[STUDY TEXT]
Content starts

Around midday, after bumping over a bridge so steeply curved it nearly grounded the bus, we were led up a narrow path, past a belt of trees, and came out into one of the most wildly beautiful places I had ever seen; Whixall Moss.

Whixall Moss

It wasn’t beautiful in the conventional way. That same day, we had already visited much prettier places. Whixall Moss wouldn’t feature on a holiday postcard, like the picturesque stream at Carding Mill Valley. Nor would it inspire a sweeping landscape painting like the great winding swell of the Long Mynd escarpment. It was a bleak beauty; a flat expanse of brown grasses rattled and rustled in a ceaseless wind, which drove ripples across dark pools under grey, scudding clouds. This was a landscape that didn’t care if you liked it or not, and it filled me with awe.

Alas, there was no time to appreciate it further. We thwacked our dollies into the earth and extracted discs of damp, dark-chocolate soil. Then it was back on the bus – in my case with several regretful glances back over my shoulder.

Those dark discs were a very special substance; peat.

Content ends

[COMPLETE THE FOLLOWING]
A. In the Whixall Moss passage, what did the group extract from the earth with their dollies?
B. Using the Whixall Moss passage, mark each statement yes or no and quote the words that decide it: (i) The group reached Whixall Moss around midday. (ii) Whixall Moss was the prettiest place visited that day. (iii) The group had plenty of time to explore the site.
The listing comes from a separate source and is unrelated to the Whixall Moss passage.

[MATERIAL SUPPLIED]
Content starts

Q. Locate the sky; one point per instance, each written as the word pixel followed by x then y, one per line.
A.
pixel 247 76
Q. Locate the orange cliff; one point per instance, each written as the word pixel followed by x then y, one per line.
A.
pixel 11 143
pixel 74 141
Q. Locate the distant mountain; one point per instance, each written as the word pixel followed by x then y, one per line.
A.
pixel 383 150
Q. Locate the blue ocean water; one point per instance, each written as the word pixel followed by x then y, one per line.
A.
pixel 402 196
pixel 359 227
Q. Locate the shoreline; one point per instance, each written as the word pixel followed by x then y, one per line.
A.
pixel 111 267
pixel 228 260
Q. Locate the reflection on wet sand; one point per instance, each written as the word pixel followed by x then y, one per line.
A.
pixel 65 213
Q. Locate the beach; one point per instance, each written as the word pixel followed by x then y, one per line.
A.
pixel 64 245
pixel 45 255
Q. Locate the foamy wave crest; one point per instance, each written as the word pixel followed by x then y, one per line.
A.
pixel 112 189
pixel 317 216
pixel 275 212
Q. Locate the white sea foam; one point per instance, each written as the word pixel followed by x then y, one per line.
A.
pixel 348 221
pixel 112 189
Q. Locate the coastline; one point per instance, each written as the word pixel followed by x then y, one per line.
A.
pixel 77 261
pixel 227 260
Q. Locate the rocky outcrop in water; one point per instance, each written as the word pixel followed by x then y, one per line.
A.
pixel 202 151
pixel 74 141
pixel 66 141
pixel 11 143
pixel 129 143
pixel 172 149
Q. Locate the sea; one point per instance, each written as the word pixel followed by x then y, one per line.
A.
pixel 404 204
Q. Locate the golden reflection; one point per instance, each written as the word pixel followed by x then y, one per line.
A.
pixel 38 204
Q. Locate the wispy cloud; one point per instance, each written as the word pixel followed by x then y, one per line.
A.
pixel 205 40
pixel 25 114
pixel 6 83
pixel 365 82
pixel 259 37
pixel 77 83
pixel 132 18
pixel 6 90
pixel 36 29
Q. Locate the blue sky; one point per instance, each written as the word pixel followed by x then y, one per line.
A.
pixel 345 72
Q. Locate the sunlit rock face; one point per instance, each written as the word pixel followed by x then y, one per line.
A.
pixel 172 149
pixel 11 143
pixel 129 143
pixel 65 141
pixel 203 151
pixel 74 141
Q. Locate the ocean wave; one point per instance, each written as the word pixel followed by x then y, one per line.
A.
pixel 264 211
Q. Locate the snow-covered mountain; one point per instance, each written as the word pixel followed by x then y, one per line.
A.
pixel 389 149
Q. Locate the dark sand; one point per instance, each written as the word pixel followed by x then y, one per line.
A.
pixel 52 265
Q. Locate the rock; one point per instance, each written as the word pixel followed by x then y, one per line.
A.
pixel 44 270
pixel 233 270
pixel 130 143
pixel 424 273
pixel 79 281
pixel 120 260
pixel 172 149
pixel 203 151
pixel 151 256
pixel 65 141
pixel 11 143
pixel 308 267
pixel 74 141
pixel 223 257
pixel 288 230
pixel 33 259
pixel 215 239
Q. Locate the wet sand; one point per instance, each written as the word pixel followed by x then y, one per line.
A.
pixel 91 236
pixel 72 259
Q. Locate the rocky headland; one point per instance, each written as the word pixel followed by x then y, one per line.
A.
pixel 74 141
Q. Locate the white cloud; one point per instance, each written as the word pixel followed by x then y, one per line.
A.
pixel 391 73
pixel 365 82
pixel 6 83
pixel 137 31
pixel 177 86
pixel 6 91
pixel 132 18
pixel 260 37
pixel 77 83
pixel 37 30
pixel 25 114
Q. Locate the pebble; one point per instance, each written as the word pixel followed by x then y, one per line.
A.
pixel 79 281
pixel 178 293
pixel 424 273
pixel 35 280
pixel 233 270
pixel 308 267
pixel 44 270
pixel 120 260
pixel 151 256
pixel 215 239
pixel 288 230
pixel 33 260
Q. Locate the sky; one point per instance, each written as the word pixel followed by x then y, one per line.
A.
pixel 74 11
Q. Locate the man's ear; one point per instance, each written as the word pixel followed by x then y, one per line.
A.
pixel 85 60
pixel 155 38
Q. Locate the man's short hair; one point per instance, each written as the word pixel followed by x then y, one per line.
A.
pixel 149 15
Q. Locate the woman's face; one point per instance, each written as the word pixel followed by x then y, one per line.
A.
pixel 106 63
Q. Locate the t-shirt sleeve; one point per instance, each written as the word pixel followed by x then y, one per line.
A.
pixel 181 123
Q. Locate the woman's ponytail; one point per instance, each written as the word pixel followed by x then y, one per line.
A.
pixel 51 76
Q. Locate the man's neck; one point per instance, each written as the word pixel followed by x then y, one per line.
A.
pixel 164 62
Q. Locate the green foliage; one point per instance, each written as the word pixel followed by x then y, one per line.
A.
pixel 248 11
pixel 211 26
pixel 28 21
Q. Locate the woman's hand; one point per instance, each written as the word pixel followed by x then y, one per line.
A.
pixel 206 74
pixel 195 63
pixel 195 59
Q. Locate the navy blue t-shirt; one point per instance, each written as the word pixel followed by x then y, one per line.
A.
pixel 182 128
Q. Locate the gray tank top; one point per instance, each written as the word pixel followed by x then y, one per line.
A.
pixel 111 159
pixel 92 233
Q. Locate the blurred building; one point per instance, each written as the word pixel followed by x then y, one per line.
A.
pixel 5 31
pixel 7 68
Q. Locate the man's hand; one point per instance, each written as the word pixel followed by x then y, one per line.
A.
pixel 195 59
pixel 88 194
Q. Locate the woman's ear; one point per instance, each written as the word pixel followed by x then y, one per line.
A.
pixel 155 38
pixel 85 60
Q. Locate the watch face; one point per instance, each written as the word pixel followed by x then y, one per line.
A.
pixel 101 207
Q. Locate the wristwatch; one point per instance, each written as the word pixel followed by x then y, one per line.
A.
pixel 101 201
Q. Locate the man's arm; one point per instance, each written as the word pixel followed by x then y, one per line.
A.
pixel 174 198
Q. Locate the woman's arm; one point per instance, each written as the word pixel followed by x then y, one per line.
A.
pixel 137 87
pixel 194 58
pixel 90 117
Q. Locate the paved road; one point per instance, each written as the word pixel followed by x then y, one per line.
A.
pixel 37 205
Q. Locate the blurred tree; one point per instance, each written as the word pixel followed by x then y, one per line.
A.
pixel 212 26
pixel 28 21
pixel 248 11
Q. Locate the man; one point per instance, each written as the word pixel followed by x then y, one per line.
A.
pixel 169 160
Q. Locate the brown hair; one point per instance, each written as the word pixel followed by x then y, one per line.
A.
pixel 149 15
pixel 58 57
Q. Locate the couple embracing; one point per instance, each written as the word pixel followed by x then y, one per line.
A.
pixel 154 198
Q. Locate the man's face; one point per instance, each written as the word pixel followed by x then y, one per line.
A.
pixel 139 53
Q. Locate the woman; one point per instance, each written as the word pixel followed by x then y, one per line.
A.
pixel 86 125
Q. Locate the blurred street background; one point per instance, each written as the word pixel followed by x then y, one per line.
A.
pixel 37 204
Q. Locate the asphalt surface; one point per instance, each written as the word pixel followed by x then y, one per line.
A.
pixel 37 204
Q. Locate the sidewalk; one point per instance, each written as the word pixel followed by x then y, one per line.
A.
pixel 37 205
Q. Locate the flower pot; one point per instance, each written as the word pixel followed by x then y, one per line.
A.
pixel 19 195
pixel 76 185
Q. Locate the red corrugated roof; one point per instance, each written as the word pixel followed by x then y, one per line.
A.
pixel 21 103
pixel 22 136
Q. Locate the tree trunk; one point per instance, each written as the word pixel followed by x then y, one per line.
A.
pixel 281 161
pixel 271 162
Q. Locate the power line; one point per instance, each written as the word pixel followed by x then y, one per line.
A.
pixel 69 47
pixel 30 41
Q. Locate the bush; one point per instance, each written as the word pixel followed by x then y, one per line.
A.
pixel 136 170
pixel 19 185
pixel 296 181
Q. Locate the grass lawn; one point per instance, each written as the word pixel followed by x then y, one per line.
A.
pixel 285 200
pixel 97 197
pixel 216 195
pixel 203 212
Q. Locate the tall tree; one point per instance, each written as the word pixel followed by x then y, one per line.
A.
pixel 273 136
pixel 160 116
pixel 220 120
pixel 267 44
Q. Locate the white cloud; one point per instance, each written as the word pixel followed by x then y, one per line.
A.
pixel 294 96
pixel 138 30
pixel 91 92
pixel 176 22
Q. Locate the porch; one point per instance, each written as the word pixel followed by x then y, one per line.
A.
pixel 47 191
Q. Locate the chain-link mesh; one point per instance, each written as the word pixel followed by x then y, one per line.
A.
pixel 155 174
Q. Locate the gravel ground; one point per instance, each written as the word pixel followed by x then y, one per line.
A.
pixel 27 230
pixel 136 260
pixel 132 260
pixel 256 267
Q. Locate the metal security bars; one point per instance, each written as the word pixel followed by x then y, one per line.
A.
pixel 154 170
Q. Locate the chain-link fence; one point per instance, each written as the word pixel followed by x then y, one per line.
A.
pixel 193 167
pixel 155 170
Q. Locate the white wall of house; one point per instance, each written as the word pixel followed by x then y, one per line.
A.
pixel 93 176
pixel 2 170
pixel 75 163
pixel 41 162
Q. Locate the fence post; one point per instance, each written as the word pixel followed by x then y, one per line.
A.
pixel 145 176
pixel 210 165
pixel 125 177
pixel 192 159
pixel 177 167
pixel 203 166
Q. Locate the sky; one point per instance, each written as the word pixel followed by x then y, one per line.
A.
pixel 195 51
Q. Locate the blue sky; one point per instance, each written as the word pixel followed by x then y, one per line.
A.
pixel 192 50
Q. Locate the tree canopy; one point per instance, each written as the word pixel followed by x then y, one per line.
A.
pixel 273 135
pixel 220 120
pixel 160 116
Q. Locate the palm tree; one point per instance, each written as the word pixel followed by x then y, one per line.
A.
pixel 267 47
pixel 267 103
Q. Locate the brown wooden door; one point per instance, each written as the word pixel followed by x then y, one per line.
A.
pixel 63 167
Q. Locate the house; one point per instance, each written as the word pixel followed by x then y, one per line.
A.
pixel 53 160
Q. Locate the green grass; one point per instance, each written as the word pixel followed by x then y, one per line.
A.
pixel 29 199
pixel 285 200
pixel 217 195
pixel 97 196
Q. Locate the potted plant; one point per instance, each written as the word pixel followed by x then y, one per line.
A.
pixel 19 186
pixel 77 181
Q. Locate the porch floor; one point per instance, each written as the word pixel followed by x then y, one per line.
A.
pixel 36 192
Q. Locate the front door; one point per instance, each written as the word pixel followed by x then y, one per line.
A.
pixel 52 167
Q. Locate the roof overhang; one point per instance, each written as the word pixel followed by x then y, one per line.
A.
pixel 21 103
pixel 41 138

Content ends

[PER-TASK OUTPUTS]
A. Discs of damp, dark-chocolate soil, which the text identifies as peat.

B.
(i) Yes: "Around midday, after bumping over a bridge so steeply curved it nearly grounded the bus"
(ii) No: "That same day, we had already visited much prettier places."
(iii) No: "Alas, there was no time to appreciate it further."